(Parts of the exercise):
A – Name every person mentioned by name in the article about the trial of the Cumhuriyet newspaper staff.
B – Pick out each line of the listing that contains the word "fence".

1.2063732-2974456289
FILE - In this Feb. 26, 2016 file photo, Can Dundar, then the editor-in-chief of opposition newspaper Cumhuriyet, waves as he leaves a prison car outside the Silivri prison near Istanbul. Journalists and staff from a Turkish newspaper staunchly opposed to President Recep Tayyip Erdogan have gone on trial in Istanbul, Monday, July 24, 2017, accused of aiding terror organizations — a case that has added to concerns over rights and freedoms in Turkey. Image Credit: AP

ISTANBUL: Directors and journalists from one of Turkey’s most respected opposition newspapers went on trial on Monday after spending over eight months behind bars in a case which has raised new alarm over press freedoms under President Recep Tayyip Erdogan.

The suspects were detained from October last year under the state of emergency implemented after the July 15, 2016 failed coup blamed on the US-based preacher Fethullah Gulen.

A total of 17 staff of the newspaper — including writers, cartoonists and executives — are going on trial at the imposing palace of justice in Istanbul.

The trial got under way with defendants reading out their identities inside a courtroom crammed with supporters, an AFP journalist said.

Earlier, supporters released dozens of multicoloured balloons outside the courthouse, chanting: “Don’t be silenced! A free media is a right!”

If convicted, the defendants face varying terms of up to 43 years in jail.

The opposition fears the state of emergency has been used to go after anyone who dares defy the government and the trial is seen as a test for press freedoms under Erdogan.

(Dataset records)

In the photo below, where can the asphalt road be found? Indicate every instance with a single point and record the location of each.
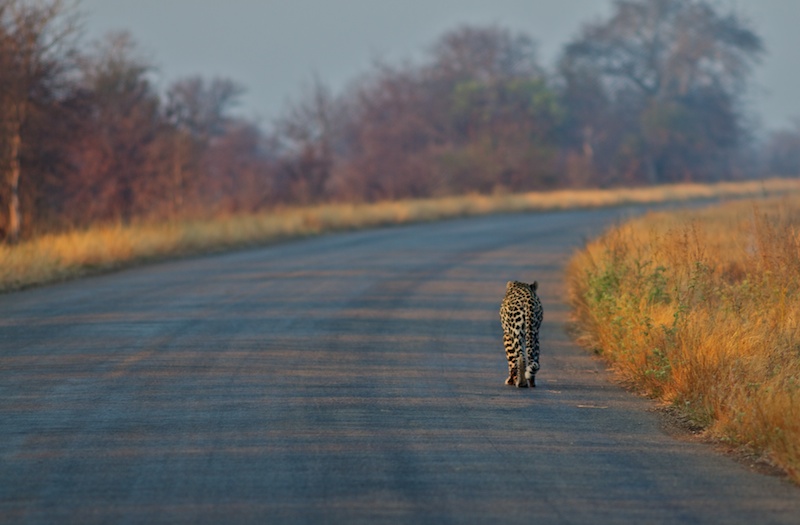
(354, 378)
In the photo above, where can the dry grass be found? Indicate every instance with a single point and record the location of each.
(701, 309)
(51, 258)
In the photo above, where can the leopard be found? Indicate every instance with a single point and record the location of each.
(521, 315)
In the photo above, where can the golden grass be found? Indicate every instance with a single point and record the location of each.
(50, 258)
(701, 309)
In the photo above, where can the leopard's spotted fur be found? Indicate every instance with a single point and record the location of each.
(521, 315)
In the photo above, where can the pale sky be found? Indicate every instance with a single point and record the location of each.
(275, 47)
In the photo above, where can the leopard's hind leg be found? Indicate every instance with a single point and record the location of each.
(510, 341)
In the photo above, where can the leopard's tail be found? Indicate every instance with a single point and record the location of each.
(522, 365)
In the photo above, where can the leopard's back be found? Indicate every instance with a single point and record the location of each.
(521, 315)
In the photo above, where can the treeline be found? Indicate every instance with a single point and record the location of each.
(653, 94)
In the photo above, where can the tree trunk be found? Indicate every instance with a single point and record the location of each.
(14, 171)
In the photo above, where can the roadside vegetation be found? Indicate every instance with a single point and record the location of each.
(701, 310)
(58, 256)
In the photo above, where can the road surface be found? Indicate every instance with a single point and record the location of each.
(352, 378)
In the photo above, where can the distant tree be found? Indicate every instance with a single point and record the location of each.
(309, 138)
(672, 75)
(198, 110)
(36, 48)
(503, 115)
(116, 160)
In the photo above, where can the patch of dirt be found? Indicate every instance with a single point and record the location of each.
(680, 427)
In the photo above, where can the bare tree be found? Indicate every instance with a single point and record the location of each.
(674, 73)
(117, 157)
(198, 110)
(36, 45)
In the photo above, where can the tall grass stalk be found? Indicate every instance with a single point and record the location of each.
(50, 258)
(701, 309)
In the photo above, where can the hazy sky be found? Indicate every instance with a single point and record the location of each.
(274, 47)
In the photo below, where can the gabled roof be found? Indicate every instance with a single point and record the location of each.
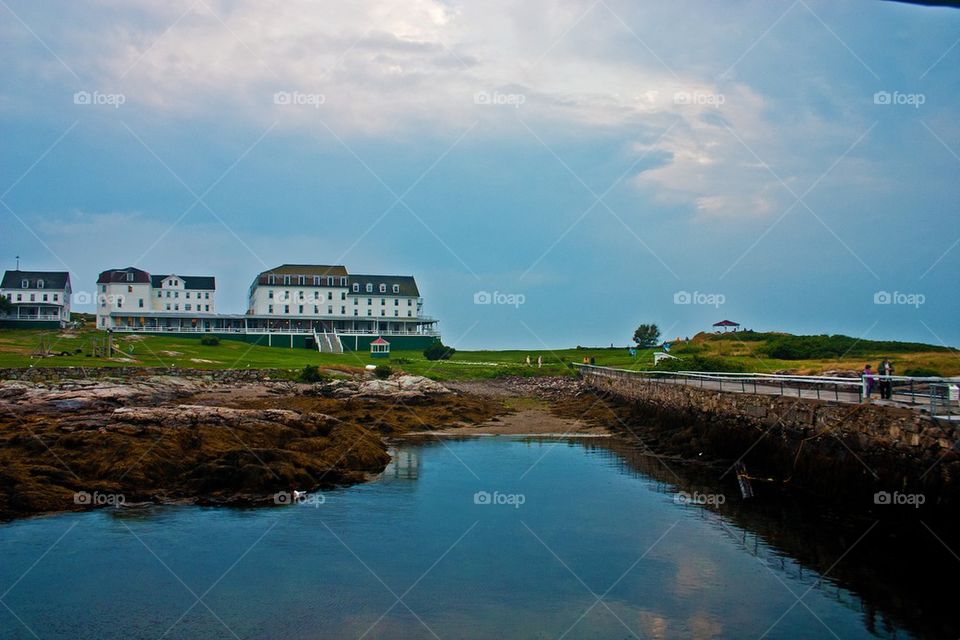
(13, 279)
(120, 275)
(307, 270)
(189, 282)
(407, 284)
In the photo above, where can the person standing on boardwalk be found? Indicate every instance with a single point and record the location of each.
(886, 384)
(867, 376)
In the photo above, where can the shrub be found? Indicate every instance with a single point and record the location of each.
(437, 351)
(310, 373)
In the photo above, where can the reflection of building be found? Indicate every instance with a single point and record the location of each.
(405, 464)
(39, 298)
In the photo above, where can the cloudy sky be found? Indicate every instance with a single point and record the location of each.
(596, 163)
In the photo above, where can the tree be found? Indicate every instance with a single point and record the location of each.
(646, 336)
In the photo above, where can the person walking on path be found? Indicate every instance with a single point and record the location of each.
(886, 385)
(867, 376)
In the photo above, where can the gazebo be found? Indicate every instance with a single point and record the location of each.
(379, 348)
(726, 323)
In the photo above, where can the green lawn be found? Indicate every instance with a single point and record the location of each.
(19, 348)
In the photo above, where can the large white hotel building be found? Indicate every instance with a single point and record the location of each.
(293, 305)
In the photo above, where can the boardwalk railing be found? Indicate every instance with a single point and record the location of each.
(941, 394)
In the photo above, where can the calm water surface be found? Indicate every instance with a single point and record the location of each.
(595, 550)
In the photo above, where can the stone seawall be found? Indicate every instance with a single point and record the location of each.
(824, 446)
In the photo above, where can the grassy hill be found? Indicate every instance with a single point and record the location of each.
(740, 351)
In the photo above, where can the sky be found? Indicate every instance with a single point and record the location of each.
(553, 173)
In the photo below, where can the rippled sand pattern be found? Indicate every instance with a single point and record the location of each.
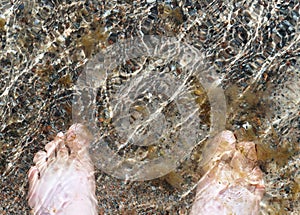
(254, 46)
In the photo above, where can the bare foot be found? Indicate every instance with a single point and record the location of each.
(233, 183)
(62, 180)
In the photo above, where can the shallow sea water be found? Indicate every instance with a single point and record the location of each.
(253, 47)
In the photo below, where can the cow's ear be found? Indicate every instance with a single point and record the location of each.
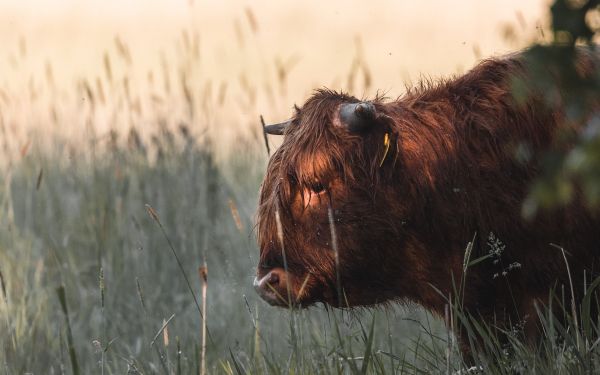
(358, 117)
(277, 129)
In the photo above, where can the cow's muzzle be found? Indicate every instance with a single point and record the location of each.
(274, 288)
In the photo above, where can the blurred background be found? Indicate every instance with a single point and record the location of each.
(109, 106)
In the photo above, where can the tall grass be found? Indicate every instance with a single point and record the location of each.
(91, 284)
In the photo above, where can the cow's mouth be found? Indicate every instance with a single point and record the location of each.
(278, 288)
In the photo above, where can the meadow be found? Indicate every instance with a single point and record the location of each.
(118, 186)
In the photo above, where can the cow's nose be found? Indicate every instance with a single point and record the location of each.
(272, 287)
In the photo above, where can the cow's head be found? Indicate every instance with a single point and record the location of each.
(328, 218)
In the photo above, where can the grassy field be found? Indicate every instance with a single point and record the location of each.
(108, 210)
(117, 186)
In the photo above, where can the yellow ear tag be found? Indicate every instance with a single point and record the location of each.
(386, 145)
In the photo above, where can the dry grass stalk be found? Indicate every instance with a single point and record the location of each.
(204, 277)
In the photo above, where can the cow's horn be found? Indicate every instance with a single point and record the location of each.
(277, 129)
(357, 116)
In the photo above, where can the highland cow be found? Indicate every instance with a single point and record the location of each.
(367, 202)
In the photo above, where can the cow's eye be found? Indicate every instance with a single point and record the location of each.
(317, 187)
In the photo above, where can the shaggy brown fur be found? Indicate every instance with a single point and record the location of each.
(402, 225)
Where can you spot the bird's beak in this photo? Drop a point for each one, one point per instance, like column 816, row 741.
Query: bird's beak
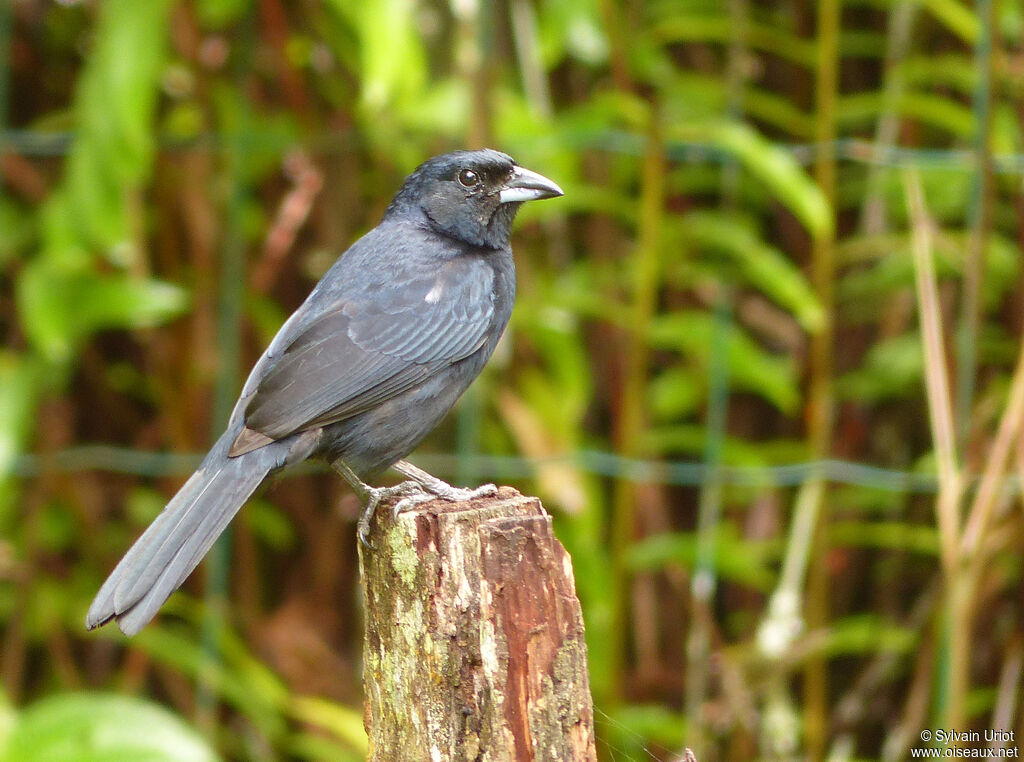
column 527, row 185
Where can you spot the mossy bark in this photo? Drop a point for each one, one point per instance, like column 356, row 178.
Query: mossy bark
column 474, row 638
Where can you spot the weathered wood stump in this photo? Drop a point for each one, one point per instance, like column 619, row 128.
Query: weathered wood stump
column 474, row 639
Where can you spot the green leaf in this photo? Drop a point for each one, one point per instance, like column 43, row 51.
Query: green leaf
column 60, row 306
column 893, row 369
column 737, row 559
column 343, row 722
column 99, row 727
column 774, row 166
column 115, row 103
column 19, row 378
column 392, row 60
column 764, row 266
column 886, row 535
column 773, row 377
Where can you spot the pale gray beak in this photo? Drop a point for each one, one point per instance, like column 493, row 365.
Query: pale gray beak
column 527, row 185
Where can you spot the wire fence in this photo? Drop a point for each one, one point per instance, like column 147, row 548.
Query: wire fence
column 40, row 144
column 677, row 473
column 153, row 464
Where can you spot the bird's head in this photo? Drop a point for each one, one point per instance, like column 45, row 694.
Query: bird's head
column 471, row 195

(Solutions below):
A – Can Dundar, Recep Tayyip Erdogan, Fethullah Gulen

B –
Where can you spot the wire fence in this photo? Drop a point for each one, one point per instance, like column 147, row 548.
Query: wire fence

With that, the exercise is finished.